▶ **SOURCE EXTRACT**:
/---
This is a story about being a contrarian...


I remember sitting down with a mortgage broker in 2007, and he said "just focus on the teaser rate, don't worry about the interest rate after the initial 2 year discount. When your 2 years is up, we'll get you another great deal!". I said to this guy "you do realise I work with Credit Default Swaps, don't you?". Naturally, I ignored his advice and went for a deal that I could afford if there was a credit crunch.

I didn't even want to buy a house anyway. I wanted to put all my money into gold, in 2005/6, and I had opened an account at a bullion vault and bought a small amount... at $550 a troy ounce. The dollar was also really weak so it was a cheap buy.

I thought the housing market looked massively dodgy and the amount of money I saw flying around at JPMorgan, in the credit markets, was ridiculous. Clearly, the bubble was about to burst and a store of wealth in a scarce commodity looked like the best bet. There were plenty of dumbasses around though.
\---
[Excerpts from location labeling data]
/---
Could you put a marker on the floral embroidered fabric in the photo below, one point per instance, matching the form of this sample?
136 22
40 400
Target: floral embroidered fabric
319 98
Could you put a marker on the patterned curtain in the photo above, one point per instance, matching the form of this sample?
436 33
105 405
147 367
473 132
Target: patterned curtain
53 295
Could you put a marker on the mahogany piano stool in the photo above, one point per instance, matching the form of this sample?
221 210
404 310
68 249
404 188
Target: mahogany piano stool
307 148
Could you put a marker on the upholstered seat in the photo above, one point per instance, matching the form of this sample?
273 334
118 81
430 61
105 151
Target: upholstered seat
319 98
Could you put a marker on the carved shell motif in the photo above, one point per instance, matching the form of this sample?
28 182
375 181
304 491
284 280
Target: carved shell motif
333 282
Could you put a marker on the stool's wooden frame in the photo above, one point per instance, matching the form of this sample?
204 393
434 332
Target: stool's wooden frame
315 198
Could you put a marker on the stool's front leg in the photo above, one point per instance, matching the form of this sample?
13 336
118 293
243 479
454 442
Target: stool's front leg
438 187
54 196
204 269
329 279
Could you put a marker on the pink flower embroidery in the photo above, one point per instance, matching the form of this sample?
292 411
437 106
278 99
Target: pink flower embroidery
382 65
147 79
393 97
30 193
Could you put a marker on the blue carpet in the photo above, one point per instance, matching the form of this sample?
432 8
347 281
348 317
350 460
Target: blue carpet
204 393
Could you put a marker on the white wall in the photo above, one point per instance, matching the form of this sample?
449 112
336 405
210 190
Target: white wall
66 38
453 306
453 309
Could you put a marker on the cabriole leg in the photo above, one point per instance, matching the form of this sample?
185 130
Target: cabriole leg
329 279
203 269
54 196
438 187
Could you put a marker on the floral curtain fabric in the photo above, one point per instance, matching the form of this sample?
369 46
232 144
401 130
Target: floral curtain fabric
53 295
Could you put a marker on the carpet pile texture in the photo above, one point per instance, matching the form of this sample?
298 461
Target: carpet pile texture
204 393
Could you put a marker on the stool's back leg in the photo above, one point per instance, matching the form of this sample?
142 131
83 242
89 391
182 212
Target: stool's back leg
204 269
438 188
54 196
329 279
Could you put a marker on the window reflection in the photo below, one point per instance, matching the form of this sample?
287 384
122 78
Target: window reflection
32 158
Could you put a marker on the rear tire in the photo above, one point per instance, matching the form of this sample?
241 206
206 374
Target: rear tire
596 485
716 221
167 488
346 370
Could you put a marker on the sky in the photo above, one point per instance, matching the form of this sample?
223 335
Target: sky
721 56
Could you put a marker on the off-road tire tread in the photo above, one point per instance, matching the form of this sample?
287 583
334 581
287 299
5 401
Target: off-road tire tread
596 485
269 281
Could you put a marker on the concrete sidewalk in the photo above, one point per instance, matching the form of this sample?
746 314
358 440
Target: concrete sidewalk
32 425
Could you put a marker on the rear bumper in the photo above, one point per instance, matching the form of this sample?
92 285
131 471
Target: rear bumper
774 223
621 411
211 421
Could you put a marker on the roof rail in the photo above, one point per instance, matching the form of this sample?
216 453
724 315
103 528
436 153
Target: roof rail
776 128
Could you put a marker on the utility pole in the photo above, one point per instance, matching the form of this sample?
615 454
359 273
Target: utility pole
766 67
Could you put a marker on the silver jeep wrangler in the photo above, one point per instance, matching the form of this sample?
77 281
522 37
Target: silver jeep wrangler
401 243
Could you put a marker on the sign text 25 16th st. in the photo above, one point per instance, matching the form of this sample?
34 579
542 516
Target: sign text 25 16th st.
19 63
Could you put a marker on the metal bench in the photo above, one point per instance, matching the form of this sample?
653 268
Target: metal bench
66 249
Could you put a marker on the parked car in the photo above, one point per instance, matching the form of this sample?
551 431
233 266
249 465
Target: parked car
\---
▶ **TASKS TO COMPLETE**:
A – In the story about being a contrarian, condense the paragraph beginning "I didn't even want to buy a house anyway" into a short bulleted list that keeps its main facts.
B – Extend the story about being a contrarian with the next part, starting right after its final sentence.
The material has no connection to the story about being a contrarian.

▶ **RESULTS OF THE EXERCISE**:
A –
- Buying a house was never the goal.
- In 2005/6 the plan was to put all the money into gold.
- A bullion vault account was opened and a small amount bought at $550 a troy ounce.
- The very weak dollar made it a cheap buy.

B –
In Cambridge in 2011, I read the original paper on Bitcoin. I thought it looked a damnsight more interesting than my startup. By the end of that year, I had started buying Bitcoins. I bought hundreds.

By the spring of 2012, I wanted to pump all of my wealth into Bitcoin. I was buying Bitcoins at $5 a pop. I was certain that there were big capital gains to be made in the emerging Cryptocurrency. Again, dumbassses didn't see the potential, but even I frittered away those first Bitcoins that I bought, rather than keeping them as an investment. Unless I was going to make a sizeable bet I wasn't interested.

Come the summer of 2013 I was running out of money. My solution: invest in Bitcoin miners and buy bitcoins at $100. I borrowed every penny I could lay my hands on and sank it all into Bitcoin. I offered to cut friends and family in on the potential rewards. Two friends let me manage an investment for them. My family wouldn't give me a cent, even to help me keep a roof over my head.

An idiot - my father - called me "lucky" when I sold my Bitcoins for well over 1,000% return, later that year. I sold my bitcoin miners for a profit. I made money for my friends.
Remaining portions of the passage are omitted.